People with Lewy body dementia can have memory loss, motor-function problems and hallucinations, but doctors don't have a foolproof way to detect it, the director of the Mayo Clinic's brain bank says. Lewy Body Dementia is the suspected diagnosis of Blackhawks legend Stan Mikita.
“Lewy body dementia, it's a tweener — it's got part of Alzheimer’s and part of Parkinson's,” said Dr. Dennis Dickson, who has been professor of pathology and neurosciences at the Mayo Clinic's Jacksonville, Fla., campus since 1997.
“It's a real problem diagnosis. The medication that makes Alzheimer’s better makes the Parkinson's worse ... and vice versa.”
Mikita played hockey for 22 years. Dickson said that to his knowledge studies have found no connection between Lewy body dementia and the trauma of playing professional sports.

HOW TO COMPLETE THIS TASK: Extend the article on Lewy body dementia and Stan Mikita from its final sentence onward.

RECORD EXTRACTS:
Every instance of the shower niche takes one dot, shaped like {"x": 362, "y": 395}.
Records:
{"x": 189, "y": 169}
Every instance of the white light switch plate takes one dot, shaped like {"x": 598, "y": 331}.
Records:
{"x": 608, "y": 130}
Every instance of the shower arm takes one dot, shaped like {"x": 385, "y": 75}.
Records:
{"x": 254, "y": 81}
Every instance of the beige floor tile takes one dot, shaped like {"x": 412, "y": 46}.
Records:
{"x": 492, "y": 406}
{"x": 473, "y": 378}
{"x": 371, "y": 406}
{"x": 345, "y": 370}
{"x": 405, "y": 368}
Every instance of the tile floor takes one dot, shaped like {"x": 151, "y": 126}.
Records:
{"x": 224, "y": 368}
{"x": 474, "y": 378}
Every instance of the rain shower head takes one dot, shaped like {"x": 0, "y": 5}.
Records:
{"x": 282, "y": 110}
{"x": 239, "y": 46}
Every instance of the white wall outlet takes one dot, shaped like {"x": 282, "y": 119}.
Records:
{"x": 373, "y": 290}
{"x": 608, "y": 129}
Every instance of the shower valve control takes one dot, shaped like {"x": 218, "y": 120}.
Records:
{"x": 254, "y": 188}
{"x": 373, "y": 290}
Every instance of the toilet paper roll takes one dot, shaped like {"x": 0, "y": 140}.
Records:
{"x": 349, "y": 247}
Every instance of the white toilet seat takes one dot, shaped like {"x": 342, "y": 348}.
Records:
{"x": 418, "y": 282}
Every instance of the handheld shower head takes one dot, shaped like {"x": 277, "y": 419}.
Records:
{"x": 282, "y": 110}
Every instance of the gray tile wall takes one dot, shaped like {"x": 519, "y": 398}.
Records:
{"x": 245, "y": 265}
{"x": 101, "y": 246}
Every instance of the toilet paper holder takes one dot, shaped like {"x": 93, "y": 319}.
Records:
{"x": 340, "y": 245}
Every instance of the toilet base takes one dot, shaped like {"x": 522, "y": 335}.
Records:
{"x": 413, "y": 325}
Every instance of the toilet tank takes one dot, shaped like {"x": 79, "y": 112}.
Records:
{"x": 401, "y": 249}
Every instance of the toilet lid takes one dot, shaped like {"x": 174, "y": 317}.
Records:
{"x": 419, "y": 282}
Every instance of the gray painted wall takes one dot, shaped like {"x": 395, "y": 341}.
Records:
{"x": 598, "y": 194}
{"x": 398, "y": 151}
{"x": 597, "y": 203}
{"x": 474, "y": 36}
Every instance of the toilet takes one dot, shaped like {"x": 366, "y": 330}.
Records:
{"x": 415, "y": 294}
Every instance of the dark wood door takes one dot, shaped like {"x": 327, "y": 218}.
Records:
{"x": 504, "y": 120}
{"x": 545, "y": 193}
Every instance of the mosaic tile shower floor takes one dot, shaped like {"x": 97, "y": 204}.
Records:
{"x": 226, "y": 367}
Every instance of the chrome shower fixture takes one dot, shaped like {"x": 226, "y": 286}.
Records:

RESPONSE BOX:
Lewy bodies — named for pioneering neurologist Frederick H. Lewy — are protein deposits that collect inside nerve cells in the brain, causing symptoms that are often mistaken for Parkinson's or Alzheimer’s. One in four diagnoses could be wrong, Dickson said.
LBD has some strong indicators such as hallucinations and severe sleep disorders, Dickson said.
“They'll act out their dreams,” he said. “Normally, you don't move at all (during sleep), but they'll actually strike their bed partners. ... They'll hit and punch their bed partners, not knowing they're doing it because they're in a dream state.”
Dickson said there's no way for doctors to be 100 percent certain Mikita has LBD while he's living. Some patients make arrangements to donate their brains to the brain bank posthumously.
“It's up to the individuals and their families,” Dickson said. “Especially with uncommon disorders, some families like to have the closure of knowing the diagnosis. And it's invaluable for research.”